**Trecho-fonte**
• • • • • • •

Ferry-Boat – um amontoado de ferros sem governo, sem controle,impontual, sujo e malcheiroso

“É lamentável dizer, mas, diante dessas e de outras questões nas quais o Estado está envolvido – direta ou indiretamente –, nada podemos fazer. Somos impotentes diante da arrogância e despreparo do Estado. Nesse sentido, somos impotentes diante das concessionárias do serviço público.”
Juiz José Luiz Oliveira de Almeida
Titular da 7ª Vara Criminal

As viagens para baixada maranhense, de certa forma, sempre foram uma verdadeira odisséia. Saímos de casa, mas nunca sabemos quando chegaremos ao destino escolhido, tendo em vista que as estradas, via de regra, estão intrafegáveis, a via aérea não existe regularmente – além de ser elitizada – e a via marítima (ferry-boat), a outra opção acessível às camadas mais pobres, é uma lástima! Um péssimo serviço. Um acinte! Um descaso! Uma droga! Um desrespeito! Uma afronta! Os chamados “ferrys” são, verdadeiramente, um escárnio, um amontoado de ferros, sem disciplina e sem fiscalização. São, para agravar o quadro, fétidos, desconfortáveis, sujos e impontuais.

• • • • • • •

[Entradas de dados extraídos]
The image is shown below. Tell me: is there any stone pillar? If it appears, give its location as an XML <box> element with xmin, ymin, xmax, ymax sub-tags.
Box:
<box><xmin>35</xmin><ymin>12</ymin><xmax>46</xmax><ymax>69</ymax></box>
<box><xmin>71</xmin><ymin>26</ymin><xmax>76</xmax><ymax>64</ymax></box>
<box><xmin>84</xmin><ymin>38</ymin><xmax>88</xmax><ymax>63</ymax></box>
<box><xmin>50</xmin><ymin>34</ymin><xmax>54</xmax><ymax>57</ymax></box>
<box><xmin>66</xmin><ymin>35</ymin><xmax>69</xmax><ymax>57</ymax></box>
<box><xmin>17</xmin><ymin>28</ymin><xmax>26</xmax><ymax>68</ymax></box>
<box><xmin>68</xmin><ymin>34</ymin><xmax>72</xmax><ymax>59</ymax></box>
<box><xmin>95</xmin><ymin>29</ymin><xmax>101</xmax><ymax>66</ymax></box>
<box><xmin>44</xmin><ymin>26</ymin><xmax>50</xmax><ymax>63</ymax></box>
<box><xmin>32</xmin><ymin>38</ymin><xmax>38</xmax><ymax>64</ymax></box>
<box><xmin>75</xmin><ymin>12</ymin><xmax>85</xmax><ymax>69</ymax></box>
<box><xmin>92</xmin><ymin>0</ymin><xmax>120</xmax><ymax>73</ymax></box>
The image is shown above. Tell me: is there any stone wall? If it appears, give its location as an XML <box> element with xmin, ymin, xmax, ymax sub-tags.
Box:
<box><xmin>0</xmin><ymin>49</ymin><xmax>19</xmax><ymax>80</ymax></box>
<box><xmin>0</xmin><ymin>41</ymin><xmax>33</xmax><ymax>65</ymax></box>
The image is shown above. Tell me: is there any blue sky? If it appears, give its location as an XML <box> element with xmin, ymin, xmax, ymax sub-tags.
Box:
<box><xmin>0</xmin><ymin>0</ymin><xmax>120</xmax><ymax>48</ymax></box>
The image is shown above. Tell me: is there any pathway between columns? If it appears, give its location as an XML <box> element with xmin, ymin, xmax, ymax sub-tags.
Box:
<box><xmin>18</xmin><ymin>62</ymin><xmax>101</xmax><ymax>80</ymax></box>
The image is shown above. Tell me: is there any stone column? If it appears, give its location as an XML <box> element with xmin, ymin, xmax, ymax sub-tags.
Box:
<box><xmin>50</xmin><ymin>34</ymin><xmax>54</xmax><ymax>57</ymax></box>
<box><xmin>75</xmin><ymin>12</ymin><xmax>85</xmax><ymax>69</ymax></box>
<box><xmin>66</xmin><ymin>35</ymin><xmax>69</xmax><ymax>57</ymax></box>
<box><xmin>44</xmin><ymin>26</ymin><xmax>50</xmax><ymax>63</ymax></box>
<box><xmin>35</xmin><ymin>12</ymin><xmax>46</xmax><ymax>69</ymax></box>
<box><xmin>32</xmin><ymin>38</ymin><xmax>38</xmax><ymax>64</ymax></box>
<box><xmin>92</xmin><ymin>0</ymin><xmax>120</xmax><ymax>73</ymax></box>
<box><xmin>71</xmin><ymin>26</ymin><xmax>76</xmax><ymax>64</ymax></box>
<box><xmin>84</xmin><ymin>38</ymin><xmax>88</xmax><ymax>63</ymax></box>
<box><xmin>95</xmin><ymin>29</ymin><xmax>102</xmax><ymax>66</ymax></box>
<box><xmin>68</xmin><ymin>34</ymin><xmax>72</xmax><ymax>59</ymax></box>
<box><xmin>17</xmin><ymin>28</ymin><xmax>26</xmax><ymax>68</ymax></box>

• • • • • • •

**Objetivo proposto**
Transcreva literalmente o trecho do texto sobre o ferry-boat que começa em "As viagens para" e vai até "sujos e impontuais.", incluindo estas últimas palavras.

**Resolução**
As viagens para baixada maranhense, de certa forma, sempre foram uma verdadeira odisséia. Saímos de casa, mas nunca sabemos quando chegaremos ao destino escolhido, tendo em vista que as estradas, via de regra, estão intrafegáveis, a via aérea não existe regularmente – além de ser elitizada – e a via marítima (ferry-boat), a outra opção acessível às camadas mais pobres, é uma lástima! Um péssimo serviço. Um acinte! Um descaso! Uma droga! Um desrespeito! Uma afronta! Os chamados “ferrys” são, verdadeiramente, um escárnio, um amontoado de ferros, sem disciplina e sem fiscalização. São, para agravar o quadro, fétidos, desconfortáveis, sujos e impontuais.